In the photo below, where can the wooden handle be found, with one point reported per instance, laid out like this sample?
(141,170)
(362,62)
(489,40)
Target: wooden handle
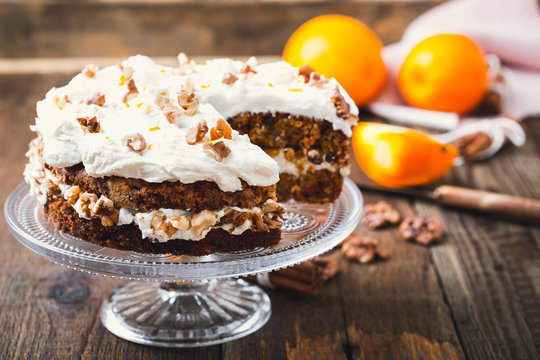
(511,206)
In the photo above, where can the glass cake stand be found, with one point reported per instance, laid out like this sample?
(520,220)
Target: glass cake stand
(193,301)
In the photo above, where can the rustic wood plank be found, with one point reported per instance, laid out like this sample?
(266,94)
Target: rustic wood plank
(395,308)
(477,295)
(489,268)
(159,28)
(302,326)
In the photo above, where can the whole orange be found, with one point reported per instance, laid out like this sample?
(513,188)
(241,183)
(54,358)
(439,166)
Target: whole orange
(341,47)
(445,72)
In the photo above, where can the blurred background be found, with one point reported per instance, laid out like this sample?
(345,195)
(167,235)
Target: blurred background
(119,28)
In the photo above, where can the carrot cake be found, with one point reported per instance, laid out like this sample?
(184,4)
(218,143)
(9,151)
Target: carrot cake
(301,119)
(142,157)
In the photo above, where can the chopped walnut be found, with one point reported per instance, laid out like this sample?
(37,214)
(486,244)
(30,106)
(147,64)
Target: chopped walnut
(203,221)
(352,119)
(272,223)
(219,150)
(61,101)
(185,65)
(168,228)
(87,201)
(132,91)
(162,100)
(305,71)
(342,107)
(172,113)
(90,70)
(135,142)
(186,83)
(288,154)
(364,249)
(421,229)
(183,59)
(258,223)
(188,101)
(105,210)
(221,130)
(126,71)
(51,187)
(197,133)
(328,266)
(180,222)
(316,80)
(379,214)
(240,218)
(90,124)
(273,207)
(310,76)
(229,78)
(246,69)
(156,220)
(314,156)
(72,194)
(98,99)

● Work order: Print all of the records shown above exactly, leaving out each picture.

● Answer:
In the photo below, where can the wooden handle be found, with one point reported per instance, laid out like this sample?
(141,170)
(362,62)
(489,40)
Target: wooden handle
(511,206)
In the photo above, where can the glass cake stand be found, with one point reported per instance, laid out like this sample?
(520,220)
Target: glass cake stand
(193,301)
In the photo above, where can the rustic wood plank be found, with one point reported per instance, laid out like this sample?
(266,94)
Target: rustic wood plank
(395,308)
(477,295)
(489,268)
(159,28)
(302,326)
In the photo above, where can the whole orange be found, with one point reported per instance, laid out like this sample?
(513,188)
(241,183)
(54,358)
(439,166)
Target: whole orange
(341,47)
(445,72)
In the photo above, where can the blurred background be found, with one point reported per instance, laid out like this sample?
(345,195)
(167,235)
Target: blurred background
(119,28)
In the photo above, where can the carrot cake be found, with one point reported per instance, laid out like this sample?
(184,4)
(218,143)
(9,151)
Target: carrot cake
(301,119)
(142,157)
In the photo above, where can the chopped walnut be found, with one point reported per instance, laid out like this sample?
(37,214)
(486,244)
(30,106)
(147,64)
Target: chopped walnut
(203,221)
(352,119)
(272,223)
(219,150)
(61,101)
(185,65)
(168,228)
(87,201)
(132,91)
(162,100)
(305,71)
(342,107)
(172,113)
(90,70)
(135,142)
(186,83)
(288,154)
(364,249)
(421,229)
(183,59)
(258,223)
(188,101)
(105,210)
(221,130)
(126,71)
(51,187)
(197,133)
(328,266)
(180,222)
(316,80)
(379,214)
(240,218)
(90,124)
(273,207)
(310,76)
(229,78)
(246,69)
(156,220)
(314,156)
(72,194)
(98,99)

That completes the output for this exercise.